> **Bounding box annotation entries**:

++++++++

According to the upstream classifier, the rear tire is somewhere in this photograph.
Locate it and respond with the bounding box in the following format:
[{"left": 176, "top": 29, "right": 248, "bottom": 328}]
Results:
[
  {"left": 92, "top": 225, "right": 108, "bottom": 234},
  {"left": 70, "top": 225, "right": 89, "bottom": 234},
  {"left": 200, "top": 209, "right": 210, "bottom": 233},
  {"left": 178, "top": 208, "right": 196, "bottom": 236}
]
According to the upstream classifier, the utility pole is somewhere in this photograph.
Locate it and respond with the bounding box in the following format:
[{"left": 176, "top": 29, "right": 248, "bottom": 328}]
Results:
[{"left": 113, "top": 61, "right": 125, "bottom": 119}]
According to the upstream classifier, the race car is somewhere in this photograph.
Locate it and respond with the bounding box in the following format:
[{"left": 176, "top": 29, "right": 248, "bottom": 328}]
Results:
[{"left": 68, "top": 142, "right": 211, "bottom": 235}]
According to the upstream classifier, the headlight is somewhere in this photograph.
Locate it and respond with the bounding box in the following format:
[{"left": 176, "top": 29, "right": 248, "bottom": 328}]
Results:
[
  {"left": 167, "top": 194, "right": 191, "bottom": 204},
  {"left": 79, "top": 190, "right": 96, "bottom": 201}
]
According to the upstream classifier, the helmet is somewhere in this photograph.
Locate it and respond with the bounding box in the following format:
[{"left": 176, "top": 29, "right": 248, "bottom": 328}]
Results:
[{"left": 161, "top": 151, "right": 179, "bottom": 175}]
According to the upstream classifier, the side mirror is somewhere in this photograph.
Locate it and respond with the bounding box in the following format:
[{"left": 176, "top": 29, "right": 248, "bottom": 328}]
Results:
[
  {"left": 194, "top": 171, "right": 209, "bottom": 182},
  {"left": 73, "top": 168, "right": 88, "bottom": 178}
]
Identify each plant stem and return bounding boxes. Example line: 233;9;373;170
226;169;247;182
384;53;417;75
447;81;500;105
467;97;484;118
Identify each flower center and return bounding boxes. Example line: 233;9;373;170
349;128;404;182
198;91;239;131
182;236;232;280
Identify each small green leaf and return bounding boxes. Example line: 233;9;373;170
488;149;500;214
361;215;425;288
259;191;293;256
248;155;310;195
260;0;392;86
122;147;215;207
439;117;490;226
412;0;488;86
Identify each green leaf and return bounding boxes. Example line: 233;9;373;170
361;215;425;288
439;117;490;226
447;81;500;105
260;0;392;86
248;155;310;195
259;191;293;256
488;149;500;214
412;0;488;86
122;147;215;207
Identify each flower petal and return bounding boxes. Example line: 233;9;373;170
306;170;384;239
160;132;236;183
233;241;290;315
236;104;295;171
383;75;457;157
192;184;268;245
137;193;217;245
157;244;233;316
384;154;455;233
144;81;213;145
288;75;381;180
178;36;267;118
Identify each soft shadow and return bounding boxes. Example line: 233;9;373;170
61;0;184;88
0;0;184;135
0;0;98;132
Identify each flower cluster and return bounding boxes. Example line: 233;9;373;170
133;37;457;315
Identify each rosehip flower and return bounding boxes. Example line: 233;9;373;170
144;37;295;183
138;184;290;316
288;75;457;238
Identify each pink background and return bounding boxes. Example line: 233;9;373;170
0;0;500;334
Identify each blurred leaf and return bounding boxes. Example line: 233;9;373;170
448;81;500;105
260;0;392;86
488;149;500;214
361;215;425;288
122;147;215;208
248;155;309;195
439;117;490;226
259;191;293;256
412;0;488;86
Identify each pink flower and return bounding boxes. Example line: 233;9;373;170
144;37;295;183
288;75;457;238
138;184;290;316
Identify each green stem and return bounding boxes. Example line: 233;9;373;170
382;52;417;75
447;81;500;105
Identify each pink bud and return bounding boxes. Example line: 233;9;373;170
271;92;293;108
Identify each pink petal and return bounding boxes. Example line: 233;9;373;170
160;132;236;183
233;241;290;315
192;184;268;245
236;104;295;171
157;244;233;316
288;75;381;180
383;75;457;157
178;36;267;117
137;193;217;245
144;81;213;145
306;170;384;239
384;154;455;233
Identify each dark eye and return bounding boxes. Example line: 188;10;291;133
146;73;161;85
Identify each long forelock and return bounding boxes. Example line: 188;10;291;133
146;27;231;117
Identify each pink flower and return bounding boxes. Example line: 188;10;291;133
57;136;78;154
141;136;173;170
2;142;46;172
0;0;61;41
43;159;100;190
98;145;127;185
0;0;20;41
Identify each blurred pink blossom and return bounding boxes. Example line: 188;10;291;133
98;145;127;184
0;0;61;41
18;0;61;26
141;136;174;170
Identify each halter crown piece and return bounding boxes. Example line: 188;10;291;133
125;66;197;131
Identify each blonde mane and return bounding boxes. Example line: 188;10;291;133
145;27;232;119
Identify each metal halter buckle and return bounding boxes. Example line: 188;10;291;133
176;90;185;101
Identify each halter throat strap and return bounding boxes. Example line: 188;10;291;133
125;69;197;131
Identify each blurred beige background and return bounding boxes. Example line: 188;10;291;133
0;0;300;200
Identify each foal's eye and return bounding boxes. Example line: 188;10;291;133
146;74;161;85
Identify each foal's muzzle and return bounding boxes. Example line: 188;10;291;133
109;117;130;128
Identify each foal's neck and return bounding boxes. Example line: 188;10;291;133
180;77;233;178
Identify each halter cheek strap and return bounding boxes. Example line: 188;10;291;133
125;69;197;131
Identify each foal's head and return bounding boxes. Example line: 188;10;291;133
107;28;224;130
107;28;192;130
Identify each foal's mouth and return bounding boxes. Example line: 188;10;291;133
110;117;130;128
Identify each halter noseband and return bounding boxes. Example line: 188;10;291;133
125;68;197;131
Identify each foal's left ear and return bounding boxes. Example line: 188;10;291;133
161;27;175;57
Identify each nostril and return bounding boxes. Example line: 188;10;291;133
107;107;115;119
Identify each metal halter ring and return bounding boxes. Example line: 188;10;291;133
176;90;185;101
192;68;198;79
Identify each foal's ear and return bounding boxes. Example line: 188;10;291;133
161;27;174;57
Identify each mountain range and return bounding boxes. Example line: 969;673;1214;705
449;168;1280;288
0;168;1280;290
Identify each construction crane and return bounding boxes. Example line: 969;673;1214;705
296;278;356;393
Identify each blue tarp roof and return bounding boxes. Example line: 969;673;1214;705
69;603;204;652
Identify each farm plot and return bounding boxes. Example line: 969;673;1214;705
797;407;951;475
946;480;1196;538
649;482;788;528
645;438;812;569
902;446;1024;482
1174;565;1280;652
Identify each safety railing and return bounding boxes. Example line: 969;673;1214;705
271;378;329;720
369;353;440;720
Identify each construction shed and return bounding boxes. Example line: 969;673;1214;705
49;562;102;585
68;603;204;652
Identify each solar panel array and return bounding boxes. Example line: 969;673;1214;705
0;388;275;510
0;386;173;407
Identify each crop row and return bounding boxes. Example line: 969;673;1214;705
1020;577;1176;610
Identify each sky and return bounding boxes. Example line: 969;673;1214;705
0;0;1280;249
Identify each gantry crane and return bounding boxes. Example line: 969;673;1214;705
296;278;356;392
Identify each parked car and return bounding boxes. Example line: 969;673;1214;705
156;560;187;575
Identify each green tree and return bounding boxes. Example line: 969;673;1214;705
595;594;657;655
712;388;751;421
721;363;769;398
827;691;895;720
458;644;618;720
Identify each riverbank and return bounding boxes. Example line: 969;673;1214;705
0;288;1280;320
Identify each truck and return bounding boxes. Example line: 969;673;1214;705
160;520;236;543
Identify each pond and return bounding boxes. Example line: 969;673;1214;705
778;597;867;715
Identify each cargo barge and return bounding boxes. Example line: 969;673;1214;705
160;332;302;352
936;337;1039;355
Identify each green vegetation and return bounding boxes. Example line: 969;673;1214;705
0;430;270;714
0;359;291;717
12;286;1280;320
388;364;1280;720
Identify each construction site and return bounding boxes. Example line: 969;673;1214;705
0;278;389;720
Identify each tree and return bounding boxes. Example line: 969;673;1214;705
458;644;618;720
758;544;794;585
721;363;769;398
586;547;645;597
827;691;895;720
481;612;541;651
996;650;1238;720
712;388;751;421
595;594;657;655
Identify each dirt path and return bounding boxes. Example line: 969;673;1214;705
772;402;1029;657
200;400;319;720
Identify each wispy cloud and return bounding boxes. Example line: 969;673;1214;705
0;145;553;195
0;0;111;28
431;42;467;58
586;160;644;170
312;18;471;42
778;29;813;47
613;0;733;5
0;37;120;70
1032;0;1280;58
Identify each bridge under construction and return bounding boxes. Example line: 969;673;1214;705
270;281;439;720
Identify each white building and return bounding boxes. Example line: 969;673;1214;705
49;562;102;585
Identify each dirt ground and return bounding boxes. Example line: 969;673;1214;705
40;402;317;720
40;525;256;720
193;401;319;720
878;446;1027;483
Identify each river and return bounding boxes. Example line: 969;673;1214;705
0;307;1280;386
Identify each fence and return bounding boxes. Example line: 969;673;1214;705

++++++++

> **SHORT EXERCISE**: Copy out everything in the material above, from the line containing "According to the upstream classifier, the helmet" down to the line containing "182;236;232;280", with both of those lines included.

> **RESPONSE FOR THIS EXERCISE**:
According to the upstream classifier, the helmet is somewhere in this photograph.
Locate it and respond with the bounding box in the following format:
[{"left": 176, "top": 29, "right": 248, "bottom": 328}]
Results:
[{"left": 161, "top": 151, "right": 179, "bottom": 175}]
According to the upstream classifier, the side mirror is somewhere in this photograph.
Locate it and respond with the bounding box in the following format:
[{"left": 176, "top": 29, "right": 248, "bottom": 328}]
Results:
[
  {"left": 194, "top": 171, "right": 209, "bottom": 182},
  {"left": 73, "top": 168, "right": 88, "bottom": 178}
]
Identify each plant stem and return bounding boxes. Example line: 233;9;373;170
226;169;247;182
384;53;417;75
447;81;500;105
467;97;484;118
Identify each flower center and return bounding boxes. Example line: 233;9;373;170
349;128;404;182
198;91;239;131
182;236;232;280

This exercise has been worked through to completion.